**TASK REQUIREMENTS:**
Collect every line in the records below that contains the string "tree", and copy each such line in full. Case counts.

=====

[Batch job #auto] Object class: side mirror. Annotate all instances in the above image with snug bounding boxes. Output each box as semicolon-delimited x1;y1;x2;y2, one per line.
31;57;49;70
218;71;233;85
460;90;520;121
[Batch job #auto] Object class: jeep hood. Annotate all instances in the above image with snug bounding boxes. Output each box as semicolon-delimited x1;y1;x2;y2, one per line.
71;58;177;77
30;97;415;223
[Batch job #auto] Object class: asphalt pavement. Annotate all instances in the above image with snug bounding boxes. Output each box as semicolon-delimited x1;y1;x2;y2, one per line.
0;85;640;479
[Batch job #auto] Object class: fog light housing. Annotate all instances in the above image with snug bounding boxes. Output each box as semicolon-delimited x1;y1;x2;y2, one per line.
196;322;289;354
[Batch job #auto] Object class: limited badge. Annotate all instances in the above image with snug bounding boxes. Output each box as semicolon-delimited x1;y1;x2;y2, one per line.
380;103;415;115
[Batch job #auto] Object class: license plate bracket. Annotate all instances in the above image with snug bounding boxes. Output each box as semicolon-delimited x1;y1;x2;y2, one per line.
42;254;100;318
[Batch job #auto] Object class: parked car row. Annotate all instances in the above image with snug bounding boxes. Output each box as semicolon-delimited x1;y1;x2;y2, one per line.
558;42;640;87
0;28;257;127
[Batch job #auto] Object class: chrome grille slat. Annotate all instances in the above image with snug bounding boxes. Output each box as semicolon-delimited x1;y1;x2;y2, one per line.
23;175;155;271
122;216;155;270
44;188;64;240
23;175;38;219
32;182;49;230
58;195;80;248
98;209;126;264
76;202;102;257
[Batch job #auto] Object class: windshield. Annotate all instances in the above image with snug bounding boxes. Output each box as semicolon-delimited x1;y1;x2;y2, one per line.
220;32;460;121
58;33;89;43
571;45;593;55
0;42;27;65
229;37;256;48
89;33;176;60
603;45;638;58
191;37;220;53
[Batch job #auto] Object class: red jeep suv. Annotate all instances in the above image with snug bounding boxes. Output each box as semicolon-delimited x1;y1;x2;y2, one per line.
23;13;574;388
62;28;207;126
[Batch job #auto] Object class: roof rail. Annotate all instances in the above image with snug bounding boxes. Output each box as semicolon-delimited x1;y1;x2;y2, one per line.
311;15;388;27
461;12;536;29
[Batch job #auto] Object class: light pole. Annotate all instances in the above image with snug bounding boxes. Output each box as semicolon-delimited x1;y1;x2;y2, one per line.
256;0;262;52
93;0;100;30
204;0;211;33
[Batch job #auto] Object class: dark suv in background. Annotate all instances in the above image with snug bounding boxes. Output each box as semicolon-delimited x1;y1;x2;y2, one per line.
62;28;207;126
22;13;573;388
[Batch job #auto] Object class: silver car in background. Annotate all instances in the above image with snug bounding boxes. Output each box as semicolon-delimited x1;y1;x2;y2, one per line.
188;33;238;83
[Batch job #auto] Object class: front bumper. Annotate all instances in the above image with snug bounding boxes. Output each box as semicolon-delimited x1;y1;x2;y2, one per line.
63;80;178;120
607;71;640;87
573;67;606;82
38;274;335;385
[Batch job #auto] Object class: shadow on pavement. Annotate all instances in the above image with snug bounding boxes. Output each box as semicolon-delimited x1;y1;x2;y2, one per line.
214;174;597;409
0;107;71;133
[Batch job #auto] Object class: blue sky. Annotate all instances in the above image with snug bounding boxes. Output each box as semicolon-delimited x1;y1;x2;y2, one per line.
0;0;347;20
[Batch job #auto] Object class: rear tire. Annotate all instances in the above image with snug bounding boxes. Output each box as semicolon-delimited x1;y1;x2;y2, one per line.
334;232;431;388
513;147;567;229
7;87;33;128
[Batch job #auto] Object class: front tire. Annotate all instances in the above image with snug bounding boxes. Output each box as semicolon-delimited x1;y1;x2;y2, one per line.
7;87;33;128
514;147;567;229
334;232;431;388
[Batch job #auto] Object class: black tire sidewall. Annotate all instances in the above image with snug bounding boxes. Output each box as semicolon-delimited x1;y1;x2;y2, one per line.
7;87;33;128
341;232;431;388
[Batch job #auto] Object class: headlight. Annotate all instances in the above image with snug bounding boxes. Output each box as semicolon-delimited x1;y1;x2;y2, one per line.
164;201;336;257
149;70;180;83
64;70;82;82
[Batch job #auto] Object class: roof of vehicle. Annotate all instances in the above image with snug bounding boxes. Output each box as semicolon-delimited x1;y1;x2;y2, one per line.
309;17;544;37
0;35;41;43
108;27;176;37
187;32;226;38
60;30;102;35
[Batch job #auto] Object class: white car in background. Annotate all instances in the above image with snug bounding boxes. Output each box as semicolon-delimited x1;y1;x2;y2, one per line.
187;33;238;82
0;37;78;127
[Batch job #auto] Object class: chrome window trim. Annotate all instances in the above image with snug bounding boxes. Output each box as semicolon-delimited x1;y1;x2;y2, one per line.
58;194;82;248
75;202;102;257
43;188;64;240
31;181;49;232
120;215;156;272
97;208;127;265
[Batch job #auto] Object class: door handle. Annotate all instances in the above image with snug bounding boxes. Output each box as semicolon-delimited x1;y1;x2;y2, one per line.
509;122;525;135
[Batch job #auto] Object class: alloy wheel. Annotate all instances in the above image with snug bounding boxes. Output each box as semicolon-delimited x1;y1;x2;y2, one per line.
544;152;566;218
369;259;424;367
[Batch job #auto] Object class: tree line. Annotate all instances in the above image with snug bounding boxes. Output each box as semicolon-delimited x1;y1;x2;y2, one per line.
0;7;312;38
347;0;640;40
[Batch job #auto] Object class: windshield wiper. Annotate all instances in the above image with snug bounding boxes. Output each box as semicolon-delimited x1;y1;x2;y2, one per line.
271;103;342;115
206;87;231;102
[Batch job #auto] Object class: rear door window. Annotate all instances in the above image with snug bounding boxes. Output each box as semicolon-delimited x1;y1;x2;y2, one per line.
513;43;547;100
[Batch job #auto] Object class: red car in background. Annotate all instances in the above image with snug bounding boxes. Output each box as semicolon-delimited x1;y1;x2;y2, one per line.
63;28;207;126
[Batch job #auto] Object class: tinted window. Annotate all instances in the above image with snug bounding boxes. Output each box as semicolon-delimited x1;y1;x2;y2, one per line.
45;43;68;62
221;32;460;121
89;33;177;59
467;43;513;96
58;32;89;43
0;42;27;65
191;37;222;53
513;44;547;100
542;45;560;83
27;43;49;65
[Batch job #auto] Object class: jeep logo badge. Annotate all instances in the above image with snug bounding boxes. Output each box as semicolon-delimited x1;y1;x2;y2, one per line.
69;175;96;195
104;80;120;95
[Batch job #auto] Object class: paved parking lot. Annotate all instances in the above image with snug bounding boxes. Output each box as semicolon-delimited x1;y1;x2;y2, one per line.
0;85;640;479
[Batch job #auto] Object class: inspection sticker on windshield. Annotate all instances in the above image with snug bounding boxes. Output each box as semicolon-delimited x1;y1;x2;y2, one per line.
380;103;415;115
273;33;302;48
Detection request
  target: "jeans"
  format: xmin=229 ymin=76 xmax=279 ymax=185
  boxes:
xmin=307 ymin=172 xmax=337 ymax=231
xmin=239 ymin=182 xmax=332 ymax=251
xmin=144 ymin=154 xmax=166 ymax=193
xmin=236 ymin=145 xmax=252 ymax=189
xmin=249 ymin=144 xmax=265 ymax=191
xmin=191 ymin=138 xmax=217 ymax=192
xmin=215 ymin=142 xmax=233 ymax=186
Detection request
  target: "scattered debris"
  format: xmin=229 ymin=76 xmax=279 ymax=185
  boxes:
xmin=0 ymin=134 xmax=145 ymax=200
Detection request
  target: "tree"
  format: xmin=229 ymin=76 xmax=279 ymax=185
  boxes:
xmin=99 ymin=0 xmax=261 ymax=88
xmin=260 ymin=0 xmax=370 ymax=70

=====

**WRITTEN ANSWER:**
[Batch job #auto] Object class: tree line. Annotate all instances in the above image with snug bounding boxes. Output each box as semicolon-delimited x1;y1;x2;y2, one per line.
  target: "tree"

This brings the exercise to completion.